(Region segmentation data)
* * * *
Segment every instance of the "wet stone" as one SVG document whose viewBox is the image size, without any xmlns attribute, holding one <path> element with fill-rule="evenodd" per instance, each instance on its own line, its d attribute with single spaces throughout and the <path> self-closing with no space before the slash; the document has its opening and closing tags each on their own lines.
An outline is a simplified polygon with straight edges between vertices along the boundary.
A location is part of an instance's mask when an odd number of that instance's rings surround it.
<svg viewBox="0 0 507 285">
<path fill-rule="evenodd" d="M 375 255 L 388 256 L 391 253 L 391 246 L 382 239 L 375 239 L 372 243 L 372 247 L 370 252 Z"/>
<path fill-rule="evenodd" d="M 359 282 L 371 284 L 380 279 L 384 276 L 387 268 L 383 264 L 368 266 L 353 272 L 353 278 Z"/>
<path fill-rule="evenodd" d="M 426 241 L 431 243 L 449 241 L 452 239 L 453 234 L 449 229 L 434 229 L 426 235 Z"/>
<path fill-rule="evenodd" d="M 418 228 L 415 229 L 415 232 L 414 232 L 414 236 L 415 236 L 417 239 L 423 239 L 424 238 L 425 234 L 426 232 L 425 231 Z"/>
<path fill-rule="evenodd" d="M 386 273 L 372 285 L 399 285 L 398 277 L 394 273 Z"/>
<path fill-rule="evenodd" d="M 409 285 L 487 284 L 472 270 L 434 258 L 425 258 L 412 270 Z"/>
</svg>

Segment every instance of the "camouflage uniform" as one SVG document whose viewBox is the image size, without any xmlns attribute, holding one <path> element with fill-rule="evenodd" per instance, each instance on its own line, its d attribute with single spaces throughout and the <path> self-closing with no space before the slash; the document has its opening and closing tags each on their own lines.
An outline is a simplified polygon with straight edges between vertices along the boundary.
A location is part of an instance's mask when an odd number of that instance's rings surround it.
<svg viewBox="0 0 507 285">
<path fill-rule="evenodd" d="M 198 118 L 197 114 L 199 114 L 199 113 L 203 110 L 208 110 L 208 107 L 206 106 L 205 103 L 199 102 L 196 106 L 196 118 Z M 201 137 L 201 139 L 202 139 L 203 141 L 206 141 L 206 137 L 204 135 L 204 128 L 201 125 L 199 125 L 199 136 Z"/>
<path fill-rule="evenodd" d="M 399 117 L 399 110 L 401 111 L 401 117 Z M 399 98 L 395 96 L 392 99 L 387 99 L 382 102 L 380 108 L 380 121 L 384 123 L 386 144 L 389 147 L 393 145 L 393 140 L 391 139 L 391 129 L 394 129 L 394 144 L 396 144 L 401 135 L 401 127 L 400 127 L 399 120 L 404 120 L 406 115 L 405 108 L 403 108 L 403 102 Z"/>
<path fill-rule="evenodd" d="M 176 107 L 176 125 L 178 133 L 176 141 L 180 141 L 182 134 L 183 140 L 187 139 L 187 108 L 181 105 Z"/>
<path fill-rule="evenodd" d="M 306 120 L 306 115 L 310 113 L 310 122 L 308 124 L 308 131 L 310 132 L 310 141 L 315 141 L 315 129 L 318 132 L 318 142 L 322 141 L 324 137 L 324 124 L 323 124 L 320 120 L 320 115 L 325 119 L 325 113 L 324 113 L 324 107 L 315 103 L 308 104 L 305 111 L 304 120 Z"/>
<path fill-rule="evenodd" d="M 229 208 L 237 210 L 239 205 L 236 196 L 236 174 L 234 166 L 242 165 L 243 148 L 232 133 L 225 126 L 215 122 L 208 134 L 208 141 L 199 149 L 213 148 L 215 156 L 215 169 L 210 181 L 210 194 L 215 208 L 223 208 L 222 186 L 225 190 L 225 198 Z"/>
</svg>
* * * *
Request
Return each line of the data exactly as written above.

The reply
Segment every instance of the "wet stone" as one SVG document whose viewBox is the image size, without any xmlns attribute, holding one <path> element with fill-rule="evenodd" per instance, each instance on its own line, its d attribute with single spaces throughout and the <path> self-closing with no space before the slash; the document has its opening and closing tags each on their own lines.
An outline is a simplified polygon with straight edges between vertices along the boundary.
A location is part of an instance's mask when an odd number of that instance's rings surround it.
<svg viewBox="0 0 507 285">
<path fill-rule="evenodd" d="M 375 255 L 388 256 L 391 253 L 391 246 L 382 239 L 375 239 L 372 243 L 372 247 L 370 252 Z"/>
<path fill-rule="evenodd" d="M 359 282 L 371 284 L 380 279 L 384 276 L 387 268 L 383 264 L 368 266 L 353 272 L 353 278 Z"/>
<path fill-rule="evenodd" d="M 426 241 L 431 243 L 449 241 L 452 239 L 453 234 L 449 229 L 434 229 L 426 235 Z"/>
<path fill-rule="evenodd" d="M 418 228 L 415 229 L 415 232 L 414 232 L 414 236 L 415 236 L 417 239 L 423 239 L 424 238 L 425 234 L 426 232 L 425 231 Z"/>
<path fill-rule="evenodd" d="M 386 273 L 372 285 L 399 285 L 398 277 L 394 273 Z"/>
<path fill-rule="evenodd" d="M 409 285 L 487 284 L 472 270 L 434 258 L 425 258 L 412 270 Z"/>
</svg>

Segment every instance of the "camouflage uniform" as one SVG document whose viewBox is the image size, without any xmlns attribute, holding one <path> element with fill-rule="evenodd" per instance, each instance on its own line, its d attribute with single spaces throughout and the <path> self-closing with no space before the slash; the document has its opening and closing tags each on their own lines.
An outline is a simplified polygon with straight edges between vertices along the boundary.
A location is part of an instance's mask when an odd number of that instance's rings surround it.
<svg viewBox="0 0 507 285">
<path fill-rule="evenodd" d="M 198 118 L 197 114 L 199 114 L 199 113 L 203 110 L 208 110 L 208 107 L 206 106 L 205 103 L 199 102 L 196 106 L 196 118 Z M 201 137 L 201 139 L 202 139 L 203 141 L 206 141 L 206 137 L 204 135 L 204 128 L 201 125 L 199 125 L 199 136 Z"/>
<path fill-rule="evenodd" d="M 399 117 L 399 110 L 401 111 L 401 117 Z M 399 98 L 395 96 L 392 99 L 387 99 L 382 102 L 380 108 L 380 121 L 384 123 L 386 144 L 389 147 L 393 145 L 393 140 L 391 139 L 391 129 L 394 129 L 394 144 L 396 144 L 401 135 L 401 127 L 400 127 L 399 120 L 404 120 L 406 115 L 405 108 L 403 108 L 403 102 Z"/>
<path fill-rule="evenodd" d="M 176 107 L 176 125 L 178 133 L 176 141 L 180 141 L 182 134 L 183 140 L 187 139 L 187 108 L 181 105 Z"/>
<path fill-rule="evenodd" d="M 306 120 L 306 115 L 310 113 L 310 122 L 308 124 L 308 131 L 310 132 L 310 141 L 315 141 L 315 129 L 318 132 L 318 142 L 322 141 L 324 137 L 324 124 L 323 124 L 320 120 L 320 115 L 325 119 L 325 113 L 324 113 L 324 107 L 315 103 L 308 104 L 305 111 L 304 120 Z"/>
<path fill-rule="evenodd" d="M 229 208 L 237 210 L 239 205 L 236 196 L 236 174 L 234 166 L 242 165 L 243 148 L 232 133 L 225 126 L 215 122 L 208 134 L 208 141 L 199 149 L 213 148 L 215 156 L 215 169 L 210 181 L 210 194 L 215 208 L 223 208 L 222 186 L 225 190 L 225 198 Z"/>
</svg>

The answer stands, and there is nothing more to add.